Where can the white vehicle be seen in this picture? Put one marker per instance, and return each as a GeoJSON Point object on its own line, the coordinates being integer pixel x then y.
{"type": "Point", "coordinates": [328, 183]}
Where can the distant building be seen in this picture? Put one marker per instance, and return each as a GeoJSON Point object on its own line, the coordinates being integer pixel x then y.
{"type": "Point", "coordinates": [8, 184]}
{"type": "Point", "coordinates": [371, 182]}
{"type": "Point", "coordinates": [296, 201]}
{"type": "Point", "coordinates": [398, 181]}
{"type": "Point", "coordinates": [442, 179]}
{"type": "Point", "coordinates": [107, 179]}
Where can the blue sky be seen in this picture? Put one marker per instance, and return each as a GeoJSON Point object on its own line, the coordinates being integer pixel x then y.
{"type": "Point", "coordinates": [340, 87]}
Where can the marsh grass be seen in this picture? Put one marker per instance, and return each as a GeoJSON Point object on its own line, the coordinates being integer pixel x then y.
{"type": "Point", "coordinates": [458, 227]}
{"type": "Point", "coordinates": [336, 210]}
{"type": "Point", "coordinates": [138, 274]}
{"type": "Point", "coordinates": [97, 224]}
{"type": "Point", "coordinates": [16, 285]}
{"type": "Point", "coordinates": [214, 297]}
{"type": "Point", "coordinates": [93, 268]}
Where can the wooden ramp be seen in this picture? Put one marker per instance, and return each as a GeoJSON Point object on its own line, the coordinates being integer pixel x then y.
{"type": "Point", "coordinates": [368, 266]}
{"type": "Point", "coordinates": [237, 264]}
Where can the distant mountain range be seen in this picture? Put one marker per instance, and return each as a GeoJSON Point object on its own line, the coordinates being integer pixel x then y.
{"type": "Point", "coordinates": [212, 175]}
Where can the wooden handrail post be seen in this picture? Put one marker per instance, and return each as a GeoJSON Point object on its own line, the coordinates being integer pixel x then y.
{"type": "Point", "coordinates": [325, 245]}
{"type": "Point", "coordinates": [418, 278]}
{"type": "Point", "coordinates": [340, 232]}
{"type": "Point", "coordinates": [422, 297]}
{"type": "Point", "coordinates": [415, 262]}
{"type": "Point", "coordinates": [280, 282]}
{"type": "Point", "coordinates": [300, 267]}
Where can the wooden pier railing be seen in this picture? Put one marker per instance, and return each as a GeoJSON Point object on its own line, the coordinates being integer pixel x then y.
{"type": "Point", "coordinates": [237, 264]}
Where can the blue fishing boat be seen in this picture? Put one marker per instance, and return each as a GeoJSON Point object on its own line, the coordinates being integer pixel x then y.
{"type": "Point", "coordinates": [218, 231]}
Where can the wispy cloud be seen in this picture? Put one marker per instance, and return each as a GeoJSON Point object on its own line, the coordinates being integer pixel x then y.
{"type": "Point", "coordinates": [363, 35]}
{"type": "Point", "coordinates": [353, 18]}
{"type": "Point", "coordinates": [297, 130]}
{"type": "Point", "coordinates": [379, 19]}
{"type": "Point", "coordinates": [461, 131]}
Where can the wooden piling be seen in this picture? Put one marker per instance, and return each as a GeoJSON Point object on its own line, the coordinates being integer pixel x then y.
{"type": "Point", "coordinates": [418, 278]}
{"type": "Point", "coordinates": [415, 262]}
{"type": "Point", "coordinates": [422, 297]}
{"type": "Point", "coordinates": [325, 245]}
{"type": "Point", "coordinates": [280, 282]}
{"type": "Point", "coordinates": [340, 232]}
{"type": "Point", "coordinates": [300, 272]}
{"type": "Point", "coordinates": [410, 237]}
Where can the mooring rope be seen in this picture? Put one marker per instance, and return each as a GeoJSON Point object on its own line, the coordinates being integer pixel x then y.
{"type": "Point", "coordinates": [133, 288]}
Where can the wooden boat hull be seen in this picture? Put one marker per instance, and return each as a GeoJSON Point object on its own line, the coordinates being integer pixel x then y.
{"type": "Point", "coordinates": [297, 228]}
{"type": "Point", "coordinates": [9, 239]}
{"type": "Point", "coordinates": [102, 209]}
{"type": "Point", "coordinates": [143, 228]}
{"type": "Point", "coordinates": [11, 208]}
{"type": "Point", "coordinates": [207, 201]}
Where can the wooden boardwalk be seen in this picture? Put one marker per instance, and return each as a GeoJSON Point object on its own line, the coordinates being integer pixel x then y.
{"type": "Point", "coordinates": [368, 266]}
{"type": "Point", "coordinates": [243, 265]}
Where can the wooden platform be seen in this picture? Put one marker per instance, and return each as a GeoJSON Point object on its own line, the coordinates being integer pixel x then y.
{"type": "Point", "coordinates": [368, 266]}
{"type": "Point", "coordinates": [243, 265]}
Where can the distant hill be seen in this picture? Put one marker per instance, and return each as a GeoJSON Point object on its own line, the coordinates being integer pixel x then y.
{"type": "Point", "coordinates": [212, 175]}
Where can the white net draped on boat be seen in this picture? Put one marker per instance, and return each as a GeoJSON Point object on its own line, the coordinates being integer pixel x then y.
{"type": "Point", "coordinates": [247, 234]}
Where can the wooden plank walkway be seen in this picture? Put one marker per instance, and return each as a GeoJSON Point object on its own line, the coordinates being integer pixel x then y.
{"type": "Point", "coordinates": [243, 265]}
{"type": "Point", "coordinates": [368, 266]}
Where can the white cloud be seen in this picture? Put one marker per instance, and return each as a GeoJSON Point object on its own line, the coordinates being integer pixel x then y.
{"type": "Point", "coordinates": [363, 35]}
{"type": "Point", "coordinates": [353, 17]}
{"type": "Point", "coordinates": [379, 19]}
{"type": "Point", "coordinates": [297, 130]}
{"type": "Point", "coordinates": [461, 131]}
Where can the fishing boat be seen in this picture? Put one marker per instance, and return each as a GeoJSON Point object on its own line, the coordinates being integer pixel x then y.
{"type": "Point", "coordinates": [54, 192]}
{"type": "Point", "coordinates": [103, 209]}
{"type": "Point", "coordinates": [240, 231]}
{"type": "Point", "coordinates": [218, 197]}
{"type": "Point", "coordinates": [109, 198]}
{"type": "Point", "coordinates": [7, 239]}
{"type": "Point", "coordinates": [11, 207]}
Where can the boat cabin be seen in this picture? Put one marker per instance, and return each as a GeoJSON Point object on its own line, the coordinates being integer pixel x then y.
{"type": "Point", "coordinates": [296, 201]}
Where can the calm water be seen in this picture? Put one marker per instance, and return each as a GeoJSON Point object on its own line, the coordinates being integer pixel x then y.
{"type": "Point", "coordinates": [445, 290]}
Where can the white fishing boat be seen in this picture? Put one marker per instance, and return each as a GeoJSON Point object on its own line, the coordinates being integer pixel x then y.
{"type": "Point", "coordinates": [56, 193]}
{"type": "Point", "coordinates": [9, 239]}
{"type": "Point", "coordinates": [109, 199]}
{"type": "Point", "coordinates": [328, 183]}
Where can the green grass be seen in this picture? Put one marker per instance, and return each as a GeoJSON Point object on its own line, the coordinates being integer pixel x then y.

----------

- [Instructions to follow]:
Having read the material, transcribe all of it exactly.

- [Answer to this problem]:
Where can the white vehicle be seen in this picture? Put one marker per instance, and return each as a GeoJSON Point object on its own line, the coordinates being integer pixel x then y.
{"type": "Point", "coordinates": [328, 183]}
Where can the distant building be seen in this picture? Put one marker per instance, and return each as a GeoJSON Point object on its own line, the coordinates being integer pixel x then y.
{"type": "Point", "coordinates": [8, 184]}
{"type": "Point", "coordinates": [371, 182]}
{"type": "Point", "coordinates": [296, 201]}
{"type": "Point", "coordinates": [398, 181]}
{"type": "Point", "coordinates": [442, 179]}
{"type": "Point", "coordinates": [107, 179]}
Where can the blue sky be seen in this picture? Put one marker per instance, and return each as a GeoJSON Point object on its own line, the coordinates being integer pixel x then y.
{"type": "Point", "coordinates": [340, 87]}
Where can the marsh grass be seen in this picture? Put one marker per instance, and return each as a GeoJSON Point object on its own line, the coordinates being integer pixel x then y.
{"type": "Point", "coordinates": [458, 227]}
{"type": "Point", "coordinates": [336, 210]}
{"type": "Point", "coordinates": [138, 274]}
{"type": "Point", "coordinates": [97, 224]}
{"type": "Point", "coordinates": [16, 285]}
{"type": "Point", "coordinates": [214, 297]}
{"type": "Point", "coordinates": [93, 268]}
Where can the wooden ramp be seen in this picture? Put one marker per instance, and return each as a GeoJSON Point object on its own line, the coordinates being integer pixel x then y.
{"type": "Point", "coordinates": [368, 266]}
{"type": "Point", "coordinates": [237, 264]}
Where can the distant mountain range be seen in this picture? Put one marker per instance, and return each as a GeoJSON Point object on its own line, the coordinates being integer pixel x then y.
{"type": "Point", "coordinates": [212, 175]}
Where can the wooden handrail post be seen in this picture? Put one marker per instance, and return each as a GeoJSON Point object on its own line, the coordinates being integer pixel x then y.
{"type": "Point", "coordinates": [325, 245]}
{"type": "Point", "coordinates": [418, 278]}
{"type": "Point", "coordinates": [340, 232]}
{"type": "Point", "coordinates": [422, 297]}
{"type": "Point", "coordinates": [415, 262]}
{"type": "Point", "coordinates": [280, 282]}
{"type": "Point", "coordinates": [300, 267]}
Where can the wooden pier railing be seen in this picture? Put one marker per instance, and return each as a GeoJSON Point object on its own line, the coordinates being integer pixel x then y.
{"type": "Point", "coordinates": [237, 264]}
Where can the blue fishing boat be seen in this picture? Put one marker per instance, and return each as a GeoJSON Point object on its own line, the coordinates being integer pixel x then y.
{"type": "Point", "coordinates": [218, 231]}
Where can the wispy cloud be seen in this picture? Put one marker per instance, and return each as a GeoJSON Point object on its own line, the coordinates being integer pixel x then y.
{"type": "Point", "coordinates": [363, 35]}
{"type": "Point", "coordinates": [353, 18]}
{"type": "Point", "coordinates": [297, 130]}
{"type": "Point", "coordinates": [379, 19]}
{"type": "Point", "coordinates": [461, 131]}
Where can the wooden piling be seen in this picture? Put one marker per instance, and return each as a GeoJSON Point object on its own line, the coordinates being integer pixel x then y.
{"type": "Point", "coordinates": [418, 278]}
{"type": "Point", "coordinates": [415, 262]}
{"type": "Point", "coordinates": [422, 297]}
{"type": "Point", "coordinates": [325, 245]}
{"type": "Point", "coordinates": [280, 282]}
{"type": "Point", "coordinates": [340, 232]}
{"type": "Point", "coordinates": [300, 272]}
{"type": "Point", "coordinates": [410, 237]}
Where can the mooring rope be seen in this picture? Put one marker per instance, and return each as a GeoJSON Point object on its own line, the coordinates being integer pixel x then y.
{"type": "Point", "coordinates": [133, 288]}
Where can the wooden boat hull be seen in this picture? Put one marker per instance, and return each as a GeoJSON Point object on its own line, the coordinates being integer pixel x then y.
{"type": "Point", "coordinates": [297, 228]}
{"type": "Point", "coordinates": [9, 239]}
{"type": "Point", "coordinates": [102, 209]}
{"type": "Point", "coordinates": [143, 228]}
{"type": "Point", "coordinates": [11, 208]}
{"type": "Point", "coordinates": [207, 201]}
Where can the wooden boardwalk be seen in this picture? Put one marker per instance, and return each as a GeoJSON Point object on its own line, the coordinates being integer pixel x then y.
{"type": "Point", "coordinates": [368, 266]}
{"type": "Point", "coordinates": [243, 265]}
Where can the wooden platform be seen in this picture? Put one marker per instance, and return each as a GeoJSON Point object on its own line, the coordinates being integer pixel x then y.
{"type": "Point", "coordinates": [368, 266]}
{"type": "Point", "coordinates": [243, 265]}
Where can the distant hill be seen in this picture? Put one marker per instance, and return each as a GeoJSON Point object on its own line, the coordinates being integer pixel x then y.
{"type": "Point", "coordinates": [212, 175]}
Where can the white net draped on boat be seen in this picture? Put one marker per instance, and return each as a GeoJSON Point object on its own line, the coordinates being integer pixel x then y.
{"type": "Point", "coordinates": [247, 234]}
Where can the wooden plank walkway be seen in this picture? Put one marker per instance, and return each as a GeoJSON Point object on its own line, the coordinates being integer pixel x then y.
{"type": "Point", "coordinates": [243, 265]}
{"type": "Point", "coordinates": [368, 266]}
Where can the white cloud be seen in this picture? Put one marker per instance, and return each as a GeoJSON Point object on its own line, the coordinates being integer pixel x then y.
{"type": "Point", "coordinates": [363, 35]}
{"type": "Point", "coordinates": [353, 17]}
{"type": "Point", "coordinates": [379, 19]}
{"type": "Point", "coordinates": [297, 130]}
{"type": "Point", "coordinates": [461, 131]}
Where can the fishing boat be seen in this picture? Put one marker per instance, and return each as a GeoJSON Point object on its own line, the coordinates being integer pixel x then y.
{"type": "Point", "coordinates": [54, 192]}
{"type": "Point", "coordinates": [103, 209]}
{"type": "Point", "coordinates": [240, 231]}
{"type": "Point", "coordinates": [218, 197]}
{"type": "Point", "coordinates": [109, 198]}
{"type": "Point", "coordinates": [7, 239]}
{"type": "Point", "coordinates": [11, 207]}
Where can the boat cabin be seen in this picture? Put one marker per instance, and return each as a GeoJSON Point object on its own line, the coordinates being integer pixel x then y.
{"type": "Point", "coordinates": [296, 201]}
Where can the calm water be seen in this picture? Put one marker per instance, and return each as a GeoJSON Point object on its own line, the coordinates being integer pixel x then y.
{"type": "Point", "coordinates": [445, 290]}
Where can the white fishing boat be seen in this picture? Put one marker per instance, and return each as a GeoJSON Point object on its own line, the coordinates being integer pixel x then y.
{"type": "Point", "coordinates": [56, 193]}
{"type": "Point", "coordinates": [9, 239]}
{"type": "Point", "coordinates": [109, 199]}
{"type": "Point", "coordinates": [328, 183]}
Where can the green grass be seen in this picture? Put one marker per instance, and return each as a GeoJSON Point object on its own line, the coordinates being integer pixel x then y.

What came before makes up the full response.